Starting with the line that contains "Exercise. Point to every instance of the foliage", set down each line through the end of the entries below, exactly and with nothing added.

→ **Records for processing**
=======
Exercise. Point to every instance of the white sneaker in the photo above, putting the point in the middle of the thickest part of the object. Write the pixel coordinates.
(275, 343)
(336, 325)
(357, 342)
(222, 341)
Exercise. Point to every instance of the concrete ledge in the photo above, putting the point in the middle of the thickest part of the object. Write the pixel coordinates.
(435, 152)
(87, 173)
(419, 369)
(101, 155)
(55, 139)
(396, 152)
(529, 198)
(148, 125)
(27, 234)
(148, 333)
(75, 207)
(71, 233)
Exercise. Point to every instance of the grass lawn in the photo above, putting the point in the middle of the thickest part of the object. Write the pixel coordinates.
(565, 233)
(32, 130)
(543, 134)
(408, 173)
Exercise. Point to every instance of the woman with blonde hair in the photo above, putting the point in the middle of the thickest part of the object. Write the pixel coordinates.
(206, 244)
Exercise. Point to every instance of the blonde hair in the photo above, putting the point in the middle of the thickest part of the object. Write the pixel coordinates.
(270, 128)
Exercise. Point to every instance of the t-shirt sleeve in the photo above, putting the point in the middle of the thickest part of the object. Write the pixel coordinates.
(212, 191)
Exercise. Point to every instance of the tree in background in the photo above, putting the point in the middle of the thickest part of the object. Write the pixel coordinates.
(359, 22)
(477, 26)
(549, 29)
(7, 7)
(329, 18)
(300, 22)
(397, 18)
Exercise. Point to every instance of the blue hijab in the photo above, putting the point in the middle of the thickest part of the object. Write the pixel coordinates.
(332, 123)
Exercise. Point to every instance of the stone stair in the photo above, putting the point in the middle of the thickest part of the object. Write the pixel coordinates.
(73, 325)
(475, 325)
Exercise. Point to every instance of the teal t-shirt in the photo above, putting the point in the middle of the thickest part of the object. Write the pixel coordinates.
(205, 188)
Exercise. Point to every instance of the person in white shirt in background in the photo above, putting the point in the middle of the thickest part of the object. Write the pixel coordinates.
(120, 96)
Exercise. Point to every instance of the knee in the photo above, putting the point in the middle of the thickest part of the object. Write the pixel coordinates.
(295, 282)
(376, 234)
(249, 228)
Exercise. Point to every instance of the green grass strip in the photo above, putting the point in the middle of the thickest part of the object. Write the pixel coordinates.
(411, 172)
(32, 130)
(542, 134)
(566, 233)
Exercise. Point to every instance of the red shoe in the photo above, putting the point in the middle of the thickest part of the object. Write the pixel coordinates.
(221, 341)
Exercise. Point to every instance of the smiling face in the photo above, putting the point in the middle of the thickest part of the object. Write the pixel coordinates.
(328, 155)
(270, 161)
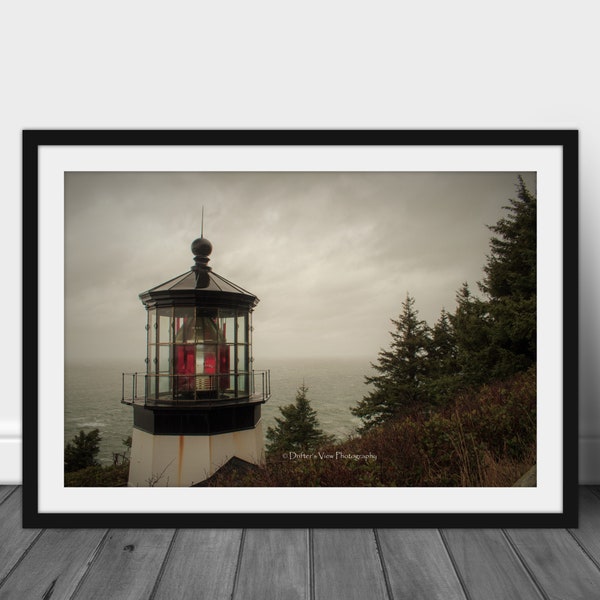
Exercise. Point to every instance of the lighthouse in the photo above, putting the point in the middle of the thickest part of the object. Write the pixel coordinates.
(198, 405)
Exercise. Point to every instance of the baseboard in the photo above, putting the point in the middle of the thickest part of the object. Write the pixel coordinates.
(10, 460)
(589, 460)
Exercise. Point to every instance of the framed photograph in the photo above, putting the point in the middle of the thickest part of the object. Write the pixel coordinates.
(349, 328)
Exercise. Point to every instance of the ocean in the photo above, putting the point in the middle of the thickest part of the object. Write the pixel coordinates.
(93, 396)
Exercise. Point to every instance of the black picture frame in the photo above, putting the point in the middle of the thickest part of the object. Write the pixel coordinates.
(36, 143)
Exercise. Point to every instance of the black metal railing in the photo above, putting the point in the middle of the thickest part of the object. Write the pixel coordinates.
(194, 390)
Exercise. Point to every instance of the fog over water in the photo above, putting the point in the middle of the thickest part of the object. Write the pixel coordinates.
(330, 255)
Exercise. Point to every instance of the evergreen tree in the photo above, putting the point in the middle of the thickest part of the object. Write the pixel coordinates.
(442, 356)
(510, 284)
(476, 354)
(82, 450)
(298, 430)
(400, 385)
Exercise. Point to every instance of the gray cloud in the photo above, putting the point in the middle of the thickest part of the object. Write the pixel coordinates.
(330, 255)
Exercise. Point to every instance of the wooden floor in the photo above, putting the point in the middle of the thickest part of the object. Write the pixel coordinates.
(342, 564)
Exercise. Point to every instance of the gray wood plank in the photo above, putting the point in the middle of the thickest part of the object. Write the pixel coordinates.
(557, 562)
(418, 565)
(275, 564)
(5, 491)
(54, 565)
(15, 539)
(127, 565)
(588, 532)
(347, 565)
(488, 566)
(201, 564)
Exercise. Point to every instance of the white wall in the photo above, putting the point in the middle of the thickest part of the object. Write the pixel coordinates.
(321, 64)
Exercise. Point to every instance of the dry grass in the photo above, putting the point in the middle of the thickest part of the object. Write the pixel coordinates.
(486, 438)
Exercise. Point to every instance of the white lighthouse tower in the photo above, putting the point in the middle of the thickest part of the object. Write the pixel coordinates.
(199, 403)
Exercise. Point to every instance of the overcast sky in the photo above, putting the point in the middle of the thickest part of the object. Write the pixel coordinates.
(330, 255)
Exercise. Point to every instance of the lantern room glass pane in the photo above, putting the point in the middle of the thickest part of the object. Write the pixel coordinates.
(184, 321)
(242, 327)
(206, 359)
(152, 326)
(165, 331)
(164, 359)
(164, 385)
(227, 325)
(243, 385)
(206, 328)
(225, 362)
(151, 358)
(242, 358)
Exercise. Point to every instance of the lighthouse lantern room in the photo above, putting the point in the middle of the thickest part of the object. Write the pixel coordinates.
(198, 404)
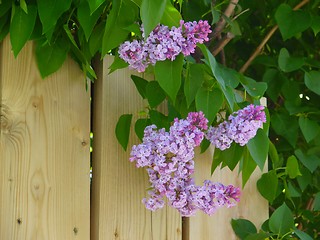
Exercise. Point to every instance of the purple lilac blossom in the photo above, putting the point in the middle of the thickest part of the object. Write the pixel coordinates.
(240, 127)
(168, 157)
(164, 43)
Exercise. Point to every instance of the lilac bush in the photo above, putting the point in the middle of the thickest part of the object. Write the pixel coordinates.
(240, 127)
(164, 43)
(169, 160)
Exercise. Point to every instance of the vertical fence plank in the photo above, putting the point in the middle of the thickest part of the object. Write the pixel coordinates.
(117, 186)
(44, 150)
(252, 205)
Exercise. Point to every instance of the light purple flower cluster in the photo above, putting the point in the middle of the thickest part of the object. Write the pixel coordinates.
(164, 43)
(240, 127)
(168, 157)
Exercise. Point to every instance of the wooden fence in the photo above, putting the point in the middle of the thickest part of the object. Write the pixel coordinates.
(45, 162)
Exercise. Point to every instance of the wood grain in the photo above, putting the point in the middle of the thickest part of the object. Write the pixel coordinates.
(44, 150)
(118, 186)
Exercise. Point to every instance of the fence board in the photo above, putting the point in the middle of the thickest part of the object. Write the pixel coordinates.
(44, 150)
(118, 187)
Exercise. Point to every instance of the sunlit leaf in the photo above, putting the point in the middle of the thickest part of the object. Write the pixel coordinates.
(311, 80)
(243, 227)
(258, 148)
(50, 11)
(292, 167)
(281, 221)
(168, 74)
(21, 27)
(209, 102)
(268, 185)
(151, 12)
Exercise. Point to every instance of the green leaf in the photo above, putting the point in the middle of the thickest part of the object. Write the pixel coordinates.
(219, 74)
(168, 74)
(247, 166)
(209, 102)
(118, 63)
(4, 7)
(24, 6)
(50, 57)
(258, 236)
(255, 89)
(243, 227)
(316, 204)
(94, 4)
(280, 123)
(141, 85)
(292, 168)
(86, 19)
(258, 148)
(287, 63)
(305, 179)
(309, 161)
(302, 235)
(231, 156)
(212, 63)
(21, 27)
(137, 2)
(291, 22)
(268, 185)
(151, 13)
(205, 144)
(281, 221)
(275, 80)
(171, 16)
(159, 119)
(123, 14)
(95, 41)
(309, 128)
(154, 93)
(123, 130)
(195, 77)
(50, 11)
(274, 156)
(140, 125)
(315, 25)
(311, 79)
(4, 25)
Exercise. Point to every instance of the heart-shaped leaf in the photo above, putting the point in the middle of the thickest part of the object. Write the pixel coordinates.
(281, 221)
(291, 22)
(311, 79)
(287, 63)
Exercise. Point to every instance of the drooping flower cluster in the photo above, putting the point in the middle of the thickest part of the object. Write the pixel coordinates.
(168, 157)
(164, 43)
(240, 127)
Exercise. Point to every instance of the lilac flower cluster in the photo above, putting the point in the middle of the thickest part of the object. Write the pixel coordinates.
(164, 43)
(168, 157)
(240, 127)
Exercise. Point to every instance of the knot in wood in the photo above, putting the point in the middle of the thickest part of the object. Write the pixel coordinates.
(5, 118)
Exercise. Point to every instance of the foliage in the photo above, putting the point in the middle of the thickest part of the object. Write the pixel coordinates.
(287, 72)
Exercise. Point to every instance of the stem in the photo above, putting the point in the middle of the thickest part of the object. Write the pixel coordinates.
(222, 22)
(266, 39)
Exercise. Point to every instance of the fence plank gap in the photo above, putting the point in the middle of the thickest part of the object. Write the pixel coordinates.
(118, 186)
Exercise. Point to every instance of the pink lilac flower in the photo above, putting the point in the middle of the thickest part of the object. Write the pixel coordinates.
=======
→ **The answer**
Exercise. Point to every instance of the foliage in the photo above, putting the point in the middle of the thickest part of the object. Write the pixel coordinates.
(287, 72)
Exercise. Point to every instance of the stem in the photo above, putting the point in the middle of the thickest part of the object. Write the pixel coordinates.
(222, 22)
(266, 39)
Exercise. Point to every instance of the fence plank gap in the photo above, putting the point in the middle of the thickest part of the object. Write the pixel coordinates.
(118, 186)
Exercise. Point to every instance of the pink lilac flower in the photo above, putting the point in the middle of the thickest part of the object. Write the pixel coordinates.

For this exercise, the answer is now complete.